Reproduce, word for word, the full passage below about the Jama v. INS case and the conditions at the Elizabeth, NJ detention facility.

─── Quoted text ───

The district court case, Jama v. INS, Civ. No. 97-3093, U.S. Dist. LEXIS 15454 (D.N.J. Oct. 1, 1998), centers on the treatment of asylum applicants held at an Elizabeth, NJ facility run for the Service by Esmor Correctional Services Inc. (Esmor), a private company. The Service closed the facility on June 18, 1995, after a riot over the conditions of detention. Some of the plaintiffs are now detained at other facilities, some were deported; the others have since been granted asylum. (According to recent newspaper accounts, the New Jersey facility has been reopened by the Service under different private management, with those detained there now on a hunger strike in protest of their conditions.)

Senior Judge Dickenson R. Debevoise ruled that immigrants seeking asylum can sue for damages over the abusive conditions of their confinement. In reaching that conclusion, Judge Debevoise summarized the conditions allegedly suffered by plaintiffs, who had no criminal record and were not charged with a crime. "Every moment of plaintiffs’ detention was filled with abuse. They could not escape from these abuses even in their dreams, as they were not permitted to sleep — bright lights shone on them 24 hours a day, and guards woke them up just to taunt them." The dormitories "were filthy and constantly smelled of human waste and other noxious odors," and the clothing provided was no better. When the plaintiffs asked for cleaning materials they were beaten. The dormitories contained their showers and toilets, forcing the plaintiffs to eat only inches away from the bathroom areas, and to be observed by anyone who passed when they used those facilities. Moreover, the guards subjected them to sexual, racial, and ethnic remarks, to strip and body-cavity searches in a manner designed to degrade them, and to sexual abuse. The guards also forced them to work without compensation, and denied them the opportunity to practice their religious rituals.

─── Entries shown ───

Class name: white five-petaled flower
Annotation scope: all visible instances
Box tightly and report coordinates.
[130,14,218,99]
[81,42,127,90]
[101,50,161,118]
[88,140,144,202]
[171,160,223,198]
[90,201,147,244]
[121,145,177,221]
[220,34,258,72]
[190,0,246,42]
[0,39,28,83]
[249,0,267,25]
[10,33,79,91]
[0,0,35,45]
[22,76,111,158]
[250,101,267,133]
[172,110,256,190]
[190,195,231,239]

───

### Task response
The district court case, Jama v. INS, Civ. No. 97-3093, U.S. Dist. LEXIS 15454 (D.N.J. Oct. 1, 1998), centers on the treatment of asylum applicants held at an Elizabeth, NJ facility run for the Service by Esmor Correctional Services Inc. (Esmor), a private company. The Service closed the facility on June 18, 1995, after a riot over the conditions of detention. Some of the plaintiffs are now detained at other facilities, some were deported; the others have since been granted asylum. (According to recent newspaper accounts, the New Jersey facility has been reopened by the Service under different private management, with those detained there now on a hunger strike in protest of their conditions.)

Senior Judge Dickenson R. Debevoise ruled that immigrants seeking asylum can sue for damages over the abusive conditions of their confinement. In reaching that conclusion, Judge Debevoise summarized the conditions allegedly suffered by plaintiffs, who had no criminal record and were not charged with a crime. "Every moment of plaintiffs’ detention was filled with abuse. They could not escape from these abuses even in their dreams, as they were not permitted to sleep — bright lights shone on them 24 hours a day, and guards woke them up just to taunt them." The dormitories "were filthy and constantly smelled of human waste and other noxious odors," and the clothing provided was no better. When the plaintiffs asked for cleaning materials they were beaten. The dormitories contained their showers and toilets, forcing the plaintiffs to eat only inches away from the bathroom areas, and to be observed by anyone who passed when they used those facilities. Moreover, the guards subjected them to sexual, racial, and ethnic remarks, to strip and body-cavity searches in a manner designed to degrade them, and to sexual abuse. The guards also forced them to work without compensation, and denied them the opportunity to practice their religious rituals.